++++ Testo citato ++++

Anche quest’anno il Consiglio regionale della Toscana ha scelto un luogo simbolo in cui svolgere la seduta solenne in occasione del Giorno della Memoria. Stavolta a Firenze, presso il Memoriale italiano di Auschwitz, in via Giannotti.
Come ha ricordato in apertura di seduta il presidente del Consiglio regionale Antonio Mazzeo, “era un impegno che ci eravamo presi: celebrare questa seduta, ogni anno, in un luogo simbolico della nostra regione”, e Mazzeo ha ringraziato il Comune di Firenze rappresentato dall’assessora Maria Federica Giuliani per aver concesso di svolgere la seduta presso il Memoriale.
Il presidente ha voluto rivolgere un saluto particolare a uno dei presenti: Renzo Montini, classe 1928, fiorentino del quartiere di San Frediano, sopravvissuto ai campi di sterminio di Mauthausen ed Ebensee. Montini, prendendo la parola, ha raccontato l’inferno che ha vissuto da quando, ragazzino di 15 anni, fu prelevato insieme a tanti altri dalla banda Carità e spedito a Mauthausen e successivamente ad Ebensee, riuscendo miracolosamente a sopravvivere e a tornare, ridotto a uno scheletro di 40 chili, a casa. “Averlo qui con noi è un onore, le sue parole danno la misura di quanto sia importante tenere viva la memoria” ha detto Mazzeo.
Un breve saluto è stato rivolto dall’assessora Maria Federica Giuliani, la quale ha osservato “come questo luogo che è stato restituito a Firenze nel 2014 oggi è stato restituito a tutta la Toscana”.
Il Rabbino capo di Firenze, Gadi Piperno, ha spiegato che “uno dei motivi per cui gli ebrei sono riusciti a conservare la propria identità dopo la diaspora è la celebrazione di Pesach, serata in cui raccontiamo la nostra storia e la storia dell’uscita dall’Egitto mettendo al centro i bambini e rendendoli protagonisti”. “L’identità è fatta di storie che vanno trasmesse, analizzate e studiate – ha concluso – e il 27 gennaio è una data che parla della storia dell’Italia. Purtroppo abbiamo assistito a una serie di tentativi di svilire e strumentalizzare la nostra storia di italiani”.

++++ Dati archiviati ++++

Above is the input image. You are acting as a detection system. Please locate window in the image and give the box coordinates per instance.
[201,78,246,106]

++++

__Lavoro richiesto__
• A. Riporta fedelmente il passo del testo sul Giorno della Memoria che comincia con "Anche quest’anno il" e prosegue fino a "presso il Memoriale.".
• B. Prosegui il testo sul Giorno della Memoria dal punto in cui si ferma.
I dati non hanno alcun ruolo in questo lavoro.

__Risultati in ordine__
• A.
Anche quest’anno il Consiglio regionale della Toscana ha scelto un luogo simbolo in cui svolgere la seduta solenne in occasione del Giorno della Memoria. Stavolta a Firenze, presso il Memoriale italiano di Auschwitz, in via Giannotti.
Come ha ricordato in apertura di seduta il presidente del Consiglio regionale Antonio Mazzeo, “era un impegno che ci eravamo presi: celebrare questa seduta, ogni anno, in un luogo simbolico della nostra regione”, e Mazzeo ha ringraziato il Comune di Firenze rappresentato dall’assessora Maria Federica Giuliani per aver concesso di svolgere la seduta presso il Memoriale.

• B.
Lorenzo Tombelli, presidente toscano di Aned, l’Associazione nazionale ex deportati nei campi nazisti, ha ricordato che la data di celebrazione del Giorno della Memoria è stata fissata il 27 gennaio perché in quel giorno furono aperti i cancelli di Auschwitz, ma che “la deportazione è proseguita per molti mesi, con le marce della morte, con cui i detenuti venivano trasferiti da un lager all’altro”. Ha poi sottolineato che la deportazione è stata razziale, ma anche politica e militare, e che “il Giorno della Memoria deve ricordare i deportati nella loro totalità, gli ebrei in primis ma anche i partigiani e gli operai che scioperarono contro il regime, e in questo caso si assiste a un grande silenzio, i Testimoni di Geova renitenti alla leva, gli omosessuali, i Rom, i Sinti, gli apolidi”. “Come associazione ribadiamo con forza la necessità di porre termine a ogni conflitto facendo prevalere il concetto di solidarietà tra i popoli – ha aggiunto – e dobbiamo trasmettere questi valori nelle scuole. Un Giorno della Memoria non basta”.
Il presidente dell’Assemblea toscana Antonio Mazzeo, nel suo intervento, ha ribadito a più riprese come “il nostro compito è renderci ‘amplificatori’ di memoria, e fare memoria è gridare ‘mai più’”. “La Shoah non è stata un destino – ha osservato -. È stata una scelta, una terribile scelta, che non può assolvere chi l’ha compiuta. Quando, il 27 gennaio 1945, le truppe sovietiche entrarono nel campo di Auschwitz, trovarono la più imponente e sciagurata macchina di morte mai costruita nella storia dell’umanità. Nel cuore dell’Europa si era aperta una voragine che aveva inghiottito secoli di civiltà, di diritti, di conquiste, di cultura. Una delirante ideologia basata su inconcepibili teorie di superiorità razziale aveva cancellato, in poco tempo, i valori antichi di solidarietà, convivenza, tolleranza e perfino i più basilari sentimenti umani: quelli della pietà e della compassione.”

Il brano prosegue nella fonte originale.